--- Provided records ---
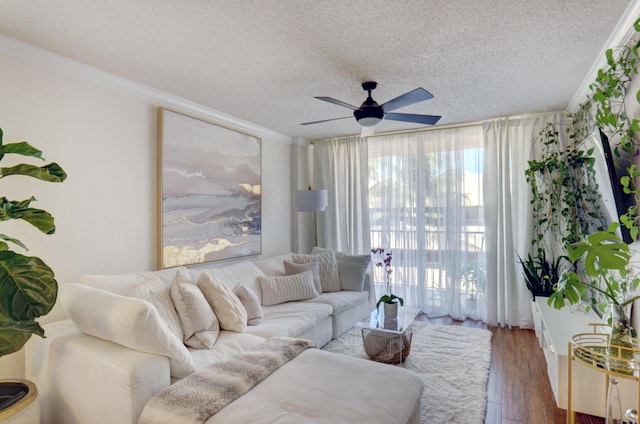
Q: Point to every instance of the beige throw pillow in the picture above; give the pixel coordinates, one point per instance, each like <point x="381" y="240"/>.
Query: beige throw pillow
<point x="352" y="269"/>
<point x="291" y="268"/>
<point x="230" y="312"/>
<point x="199" y="323"/>
<point x="251" y="303"/>
<point x="329" y="277"/>
<point x="287" y="288"/>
---
=== Exercise prompt ===
Reproduce the data above verbatim, line for line, and omit the pictures from your reproduction.

=== Correct answer ===
Q: Point to every instance of the beige throw pillow in the picture above; give the pixel coordinates, one point per instance, each like <point x="381" y="240"/>.
Query: beige throw pillow
<point x="352" y="269"/>
<point x="291" y="268"/>
<point x="230" y="312"/>
<point x="199" y="323"/>
<point x="251" y="303"/>
<point x="329" y="277"/>
<point x="287" y="288"/>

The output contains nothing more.